GOAL: Transcribe the entries that follow, word for word.

◇ ◇ ◇ ◇ ◇ ◇ ◇

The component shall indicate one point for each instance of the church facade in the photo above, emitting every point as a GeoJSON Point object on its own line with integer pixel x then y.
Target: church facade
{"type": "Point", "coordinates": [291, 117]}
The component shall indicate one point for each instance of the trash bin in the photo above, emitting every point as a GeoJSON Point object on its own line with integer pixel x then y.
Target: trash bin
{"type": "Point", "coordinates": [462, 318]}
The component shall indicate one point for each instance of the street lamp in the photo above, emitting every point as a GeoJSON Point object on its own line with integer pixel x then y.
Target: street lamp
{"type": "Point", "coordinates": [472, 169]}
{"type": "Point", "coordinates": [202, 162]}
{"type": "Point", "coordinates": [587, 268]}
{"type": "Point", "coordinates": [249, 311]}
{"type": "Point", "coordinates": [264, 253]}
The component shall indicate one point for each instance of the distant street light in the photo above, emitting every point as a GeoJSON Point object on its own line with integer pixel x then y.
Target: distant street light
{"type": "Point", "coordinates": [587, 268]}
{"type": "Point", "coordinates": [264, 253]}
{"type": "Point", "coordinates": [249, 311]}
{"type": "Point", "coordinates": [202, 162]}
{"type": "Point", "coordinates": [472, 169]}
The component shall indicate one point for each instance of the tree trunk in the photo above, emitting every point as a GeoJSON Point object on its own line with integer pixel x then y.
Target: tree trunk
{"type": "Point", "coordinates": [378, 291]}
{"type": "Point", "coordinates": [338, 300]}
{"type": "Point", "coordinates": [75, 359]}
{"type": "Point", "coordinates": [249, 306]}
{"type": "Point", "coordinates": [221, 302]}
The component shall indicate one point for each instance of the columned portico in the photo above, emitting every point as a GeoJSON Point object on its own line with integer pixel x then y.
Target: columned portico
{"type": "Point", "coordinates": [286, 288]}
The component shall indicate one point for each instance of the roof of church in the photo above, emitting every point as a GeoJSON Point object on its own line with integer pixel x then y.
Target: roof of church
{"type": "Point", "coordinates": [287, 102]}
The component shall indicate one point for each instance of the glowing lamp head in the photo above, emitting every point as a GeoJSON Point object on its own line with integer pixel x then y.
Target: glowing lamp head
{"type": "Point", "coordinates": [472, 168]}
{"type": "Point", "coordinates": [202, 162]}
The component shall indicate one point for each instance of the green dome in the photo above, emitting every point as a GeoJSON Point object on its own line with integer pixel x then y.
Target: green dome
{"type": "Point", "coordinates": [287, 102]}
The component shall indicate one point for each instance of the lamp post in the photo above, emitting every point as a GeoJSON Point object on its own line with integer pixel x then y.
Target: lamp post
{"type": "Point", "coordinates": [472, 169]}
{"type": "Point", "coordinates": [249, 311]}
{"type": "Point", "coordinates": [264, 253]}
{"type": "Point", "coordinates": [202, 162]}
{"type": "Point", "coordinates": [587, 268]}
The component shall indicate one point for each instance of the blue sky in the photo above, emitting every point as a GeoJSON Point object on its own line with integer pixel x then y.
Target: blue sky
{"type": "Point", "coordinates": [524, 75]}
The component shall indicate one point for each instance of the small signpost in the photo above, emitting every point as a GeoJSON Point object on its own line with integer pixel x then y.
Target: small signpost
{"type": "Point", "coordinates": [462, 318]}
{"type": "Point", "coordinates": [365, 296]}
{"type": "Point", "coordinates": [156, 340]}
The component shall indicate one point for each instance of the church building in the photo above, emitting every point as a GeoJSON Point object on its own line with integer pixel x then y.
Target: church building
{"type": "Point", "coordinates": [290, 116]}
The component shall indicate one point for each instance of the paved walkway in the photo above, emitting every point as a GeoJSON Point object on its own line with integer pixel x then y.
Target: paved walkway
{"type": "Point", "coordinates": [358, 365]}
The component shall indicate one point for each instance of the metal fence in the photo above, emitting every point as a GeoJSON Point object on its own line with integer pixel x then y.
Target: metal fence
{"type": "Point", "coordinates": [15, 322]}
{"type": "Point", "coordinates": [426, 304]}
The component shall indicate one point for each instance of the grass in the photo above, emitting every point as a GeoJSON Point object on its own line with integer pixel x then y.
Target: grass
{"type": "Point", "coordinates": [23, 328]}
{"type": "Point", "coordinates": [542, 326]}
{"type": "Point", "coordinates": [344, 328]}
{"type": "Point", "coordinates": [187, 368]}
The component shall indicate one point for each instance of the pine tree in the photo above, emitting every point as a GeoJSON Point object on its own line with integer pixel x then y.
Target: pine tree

◇ ◇ ◇ ◇ ◇ ◇ ◇

THE RESPONSE:
The component shall indicate one point for each instance of the church facade in the photo above, emitting every point as a GeoJSON Point object on its own line with integer pixel x then y.
Target: church facade
{"type": "Point", "coordinates": [291, 117]}
The component shall indicate one point for each instance of the trash bin in the photo above, emitting every point as a GeoJSON Point object on its own line with integer pixel x then y.
Target: trash bin
{"type": "Point", "coordinates": [462, 318]}
The component shall indicate one point for each instance of the street lamp in the photo above, emitting every point as a GeoJSON Point object on its own line with integer pixel x then y.
Target: street lamp
{"type": "Point", "coordinates": [472, 169]}
{"type": "Point", "coordinates": [202, 162]}
{"type": "Point", "coordinates": [587, 268]}
{"type": "Point", "coordinates": [249, 311]}
{"type": "Point", "coordinates": [264, 253]}
The component shall indicate one point for each instance of the distant street light in the photo above, emitting every point as a GeoJSON Point object on its own line with integer pixel x then y.
Target: distant street light
{"type": "Point", "coordinates": [587, 268]}
{"type": "Point", "coordinates": [264, 253]}
{"type": "Point", "coordinates": [249, 311]}
{"type": "Point", "coordinates": [202, 162]}
{"type": "Point", "coordinates": [472, 169]}
The component shall indicate one point for each instance of the tree trunk in the photo above, emitting every point as a GeoJSON Point object on its own line with integer pixel x then y.
Target: tree trunk
{"type": "Point", "coordinates": [378, 291]}
{"type": "Point", "coordinates": [338, 300]}
{"type": "Point", "coordinates": [75, 359]}
{"type": "Point", "coordinates": [249, 306]}
{"type": "Point", "coordinates": [221, 302]}
The component shall indicate one point for each instance of the columned portico in the photo above, emitting every point as a GeoJSON Point object on its own line with integer pixel x then y.
Target: columned portico
{"type": "Point", "coordinates": [286, 288]}
The component shall indicate one point for each instance of the roof of church in the photo above, emitting every point as a GeoJSON Point object on its own line with integer pixel x then y.
Target: roof of church
{"type": "Point", "coordinates": [287, 102]}
The component shall indicate one point for each instance of the glowing lamp head in the photo above, emitting every point as a GeoJSON Point object on its own line with integer pixel x then y.
Target: glowing lamp head
{"type": "Point", "coordinates": [472, 168]}
{"type": "Point", "coordinates": [202, 162]}
The component shall indicate one point for each instance of the green dome in the photo above, emitting every point as a GeoJSON Point object on its own line with integer pixel x then y.
Target: green dome
{"type": "Point", "coordinates": [287, 102]}
The component shall indicate one point for each instance of the lamp post in the photo above, emitting every point as a GeoJSON Point object on its own line with integer pixel x then y.
Target: lamp post
{"type": "Point", "coordinates": [472, 169]}
{"type": "Point", "coordinates": [249, 311]}
{"type": "Point", "coordinates": [264, 253]}
{"type": "Point", "coordinates": [202, 162]}
{"type": "Point", "coordinates": [587, 268]}
The component shall indicate one point for each instance of the blue sky in the photo above, emitting every point as a GeoJSON Point object on its own line with integer pixel x then y.
Target: blue sky
{"type": "Point", "coordinates": [524, 75]}
The component shall indicate one point for each instance of the small signpost in the photo above, emitting every point as a GeoJSON Point object on its own line with integer pixel x then y.
Target: small signpost
{"type": "Point", "coordinates": [462, 318]}
{"type": "Point", "coordinates": [365, 296]}
{"type": "Point", "coordinates": [156, 340]}
The component shall indicate one point for each instance of the church building in the photo above, emitting every point as a GeoJSON Point object on its own line with integer pixel x then y.
Target: church building
{"type": "Point", "coordinates": [290, 116]}
The component shall indicate one point for each instance of the paved walkway in the photo above, emitting every point as a GeoJSON Point object on its own line with integer pixel x then y.
Target: paved walkway
{"type": "Point", "coordinates": [358, 365]}
The component shall indicate one point for each instance of the metal fence in the photo above, emitting every point as a GeoJSON Point object on its own line with integer pixel x then y.
Target: metal fence
{"type": "Point", "coordinates": [15, 322]}
{"type": "Point", "coordinates": [426, 304]}
The component shall indicate one point for each instance of the grass in the photo above, emitting every point as a GeoJSON Point object on its own line with integer pixel x then y.
Target: grass
{"type": "Point", "coordinates": [23, 328]}
{"type": "Point", "coordinates": [542, 326]}
{"type": "Point", "coordinates": [344, 328]}
{"type": "Point", "coordinates": [187, 368]}
The component shall indicate one point for each instance of the pine tree in the photo above, emitting every point as a GeoJSON Point object on its own line with integer pixel x then y.
Target: pine tree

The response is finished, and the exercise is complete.